■ **Work task**
What you return should match the data below exactly, line for line.

---+---

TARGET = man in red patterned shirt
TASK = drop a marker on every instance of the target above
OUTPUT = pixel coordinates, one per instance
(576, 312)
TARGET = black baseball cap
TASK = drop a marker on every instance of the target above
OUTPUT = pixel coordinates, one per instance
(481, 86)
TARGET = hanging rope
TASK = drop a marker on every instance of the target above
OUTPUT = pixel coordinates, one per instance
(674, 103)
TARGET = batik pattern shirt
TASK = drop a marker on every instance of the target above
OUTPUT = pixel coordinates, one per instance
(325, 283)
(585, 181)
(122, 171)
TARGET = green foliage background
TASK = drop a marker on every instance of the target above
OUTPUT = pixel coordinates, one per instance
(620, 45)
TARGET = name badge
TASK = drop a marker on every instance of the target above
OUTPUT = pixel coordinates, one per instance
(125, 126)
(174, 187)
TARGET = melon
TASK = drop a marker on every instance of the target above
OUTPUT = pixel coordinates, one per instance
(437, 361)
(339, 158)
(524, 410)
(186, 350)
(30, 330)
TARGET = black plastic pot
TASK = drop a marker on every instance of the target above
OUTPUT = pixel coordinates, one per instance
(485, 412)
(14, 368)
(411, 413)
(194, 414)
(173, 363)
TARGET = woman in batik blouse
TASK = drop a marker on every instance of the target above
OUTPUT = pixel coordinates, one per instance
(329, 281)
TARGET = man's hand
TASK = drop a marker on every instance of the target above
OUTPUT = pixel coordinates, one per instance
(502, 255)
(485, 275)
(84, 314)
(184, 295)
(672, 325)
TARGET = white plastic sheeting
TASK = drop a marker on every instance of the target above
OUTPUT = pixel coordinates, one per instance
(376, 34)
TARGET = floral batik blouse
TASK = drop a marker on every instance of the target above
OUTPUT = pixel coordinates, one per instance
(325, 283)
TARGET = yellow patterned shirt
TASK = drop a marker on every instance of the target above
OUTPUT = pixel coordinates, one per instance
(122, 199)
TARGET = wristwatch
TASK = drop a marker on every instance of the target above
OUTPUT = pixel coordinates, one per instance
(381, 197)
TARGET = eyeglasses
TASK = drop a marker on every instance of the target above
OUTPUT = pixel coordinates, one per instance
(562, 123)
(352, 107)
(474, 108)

---+---

■ **Solution for this exercise**
TARGET = man in red patterned shirt
TASK = drop a marker on every instance of the target above
OUTPUT = pixel coordinates, one per instance
(576, 312)
TARGET = black baseball cap
TASK = drop a marker on every instance of the target above
OUTPUT = pixel coordinates, one per instance
(481, 86)
TARGET = hanging rope
TASK = drop a marker on every instance of the target above
OUTPUT = pixel coordinates, one per instance
(674, 103)
TARGET = batik pattern shirt
TASK = drop a marker on every instance of the target above
OUTPUT = pixel coordinates, one per instance
(325, 283)
(585, 181)
(122, 171)
TARGET = green foliage background
TASK = drop a marker on every instance of the target above
OUTPUT = pixel coordinates, one per instance
(620, 45)
TARGET = name badge
TASK = drop a marker on every instance of the target above
OUTPUT = pixel coordinates, one per instance
(125, 126)
(174, 187)
TARGET = melon
TASK = drop a marker on every instance of the target above
OUTPUT = pixel coordinates, one per instance
(437, 361)
(339, 158)
(524, 410)
(186, 350)
(30, 330)
TARGET = black plastic pot
TASK = drop a marker on every instance of the target above
OUTPUT = pixel coordinates, one per instance
(485, 412)
(14, 368)
(411, 413)
(194, 414)
(173, 363)
TARGET = woman in batik blouse
TASK = drop a marker on every instance of the target above
OUTPUT = pixel coordinates, one per instance
(329, 281)
TARGET = man's hand
TASK = drop a marker on every instance of the target above
OUTPUT = pixel coordinates, one per instance
(502, 255)
(485, 275)
(84, 314)
(184, 295)
(672, 325)
TARGET = white plastic sheeting
TASK = drop a marker on every instance of the target above
OUTPUT = pixel coordinates, one per instance
(376, 34)
TARGET = floral batik blouse
TASK = drop a marker on every instance of the target above
OUTPUT = pixel coordinates, one per instance
(325, 283)
TARGET = yellow patterned shirt
TASK = drop a marker on every instance of the target above
OUTPUT = pixel coordinates, one per instance
(122, 199)
TARGET = wristwatch
TASK = drop a marker on every instance of the target above
OUTPUT = pixel coordinates, one per instance
(381, 197)
TARGET = eyeglasses
TASK = drop a marker on every instance of the target above
OUTPUT = pixel coordinates, one per instance
(562, 123)
(352, 107)
(474, 108)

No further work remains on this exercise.